## What you will do:
Echo the entire listing below line for line, without changing a character, and omit any pictures from your reply.

(Point annotation listing)
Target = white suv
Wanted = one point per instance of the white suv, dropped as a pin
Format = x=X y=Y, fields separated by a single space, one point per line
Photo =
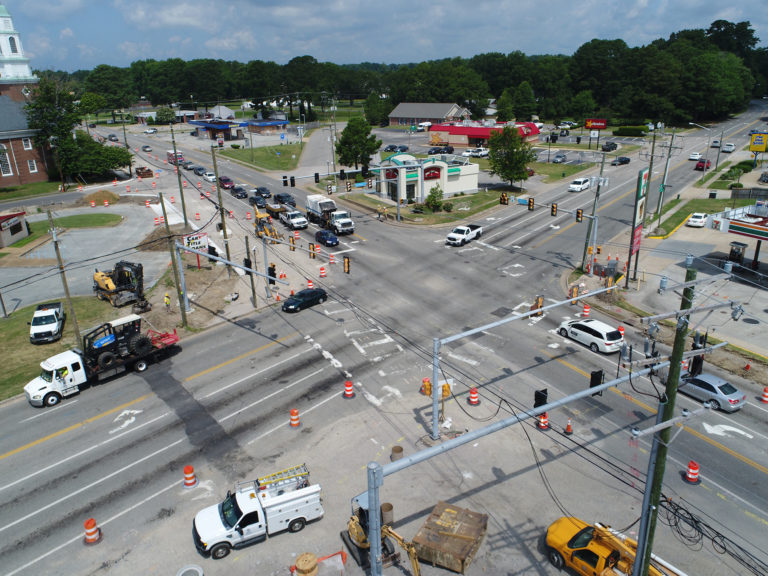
x=579 y=184
x=599 y=336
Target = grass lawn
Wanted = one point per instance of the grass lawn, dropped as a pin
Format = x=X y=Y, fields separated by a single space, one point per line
x=40 y=229
x=24 y=363
x=285 y=157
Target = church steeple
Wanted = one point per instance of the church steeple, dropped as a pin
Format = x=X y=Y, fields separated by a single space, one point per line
x=14 y=66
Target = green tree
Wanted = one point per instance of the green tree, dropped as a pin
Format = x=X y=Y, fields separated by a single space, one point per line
x=165 y=116
x=52 y=113
x=509 y=155
x=356 y=144
x=434 y=200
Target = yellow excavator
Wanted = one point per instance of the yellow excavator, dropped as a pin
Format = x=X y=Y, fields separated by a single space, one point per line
x=122 y=285
x=356 y=539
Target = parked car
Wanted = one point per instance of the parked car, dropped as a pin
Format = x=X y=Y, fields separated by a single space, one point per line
x=285 y=198
x=326 y=237
x=304 y=299
x=697 y=220
x=257 y=201
x=262 y=191
x=239 y=192
x=598 y=336
x=721 y=394
x=579 y=184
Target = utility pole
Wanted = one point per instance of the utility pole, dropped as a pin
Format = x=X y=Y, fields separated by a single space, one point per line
x=592 y=220
x=663 y=186
x=178 y=177
x=645 y=206
x=252 y=258
x=673 y=378
x=63 y=280
x=221 y=210
x=174 y=264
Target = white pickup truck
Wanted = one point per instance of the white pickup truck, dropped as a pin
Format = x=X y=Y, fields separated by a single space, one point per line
x=47 y=323
x=284 y=500
x=463 y=234
x=294 y=219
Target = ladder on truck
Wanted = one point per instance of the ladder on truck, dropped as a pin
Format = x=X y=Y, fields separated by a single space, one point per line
x=277 y=483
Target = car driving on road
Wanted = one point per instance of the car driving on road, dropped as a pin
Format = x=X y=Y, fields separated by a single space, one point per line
x=304 y=299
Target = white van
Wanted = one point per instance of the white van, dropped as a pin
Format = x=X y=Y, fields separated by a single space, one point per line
x=579 y=184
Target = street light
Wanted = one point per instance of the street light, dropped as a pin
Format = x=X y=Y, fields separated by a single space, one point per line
x=709 y=138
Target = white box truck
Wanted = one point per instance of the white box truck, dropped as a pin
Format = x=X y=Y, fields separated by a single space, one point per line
x=284 y=500
x=323 y=211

## Solution:
Target = white suv
Wanted = one point per instance of the white suv, dropped as a pin
Format = x=X y=Y, fields separated by a single space, one point per line
Photo =
x=579 y=184
x=599 y=336
Target = grass lawn
Wanted = one point per instance of the grass lawn, dropped as a pin
Format = x=X y=Y, fields separated by a single space, one point per line
x=40 y=229
x=24 y=363
x=285 y=157
Target = church steeple
Wanted = one point per instance of the church steeple, dropped as a pin
Format = x=X y=Y, fields separated by a single space, one point per line
x=14 y=66
Target = green tree
Wanted = one point per instance of the green tree, dropped as a pin
Format = x=X y=Y, fields separated by a single space, one point per line
x=165 y=116
x=52 y=113
x=509 y=155
x=356 y=144
x=434 y=200
Target = yellow excavator
Wanted = one point per instance of the yellow excavator, dropped as a pin
Format = x=X y=Y, fields separated by a single space, one point per line
x=122 y=285
x=356 y=539
Target = parked car
Wanted = one point per instance of the parked car, dropped as a pin
Format = x=X y=Y, fields separated by a single space, one point per line
x=285 y=198
x=326 y=237
x=304 y=299
x=697 y=220
x=257 y=201
x=262 y=191
x=239 y=192
x=598 y=336
x=721 y=394
x=579 y=184
Target = utility pole
Wanted = one point per instance of the utility pole, dropped as a pin
Format = x=X y=Y, fields separated by a single space, one point per line
x=592 y=220
x=663 y=186
x=178 y=177
x=645 y=206
x=252 y=258
x=673 y=378
x=63 y=280
x=221 y=210
x=174 y=264
Target = white pickup truck
Wanted = one point per instance of the white pickup truck, dropped as a pin
Format = x=X y=Y, fields separated by a single space, one point per line
x=47 y=323
x=284 y=500
x=463 y=234
x=294 y=219
Target = ladder on truck
Wanted = one point per instance of the ladder on truck, dropped as a pin
Format = x=X y=Y, fields separated by a single space, one point per line
x=277 y=483
Target = car driving on road
Wanted = one point per instance of the car driving on road, dropped as a pin
Format = x=X y=Y, fields separated by a single space, one point per line
x=304 y=299
Target = white van
Wanted = one point per instance of the white van, dropped as a pin
Format = x=X y=Y, fields separated by a single space, one point per line
x=579 y=184
Target = street light
Wanted = one point per instance of the street light, dropped as a pin
Format = x=X y=Y, fields separated by a single space, one point per line
x=709 y=138
Target = white box truck
Wanted = one point per instance of the white box truck, dropped as a pin
Format = x=X y=Y, fields separated by a single space, one point per line
x=284 y=500
x=323 y=211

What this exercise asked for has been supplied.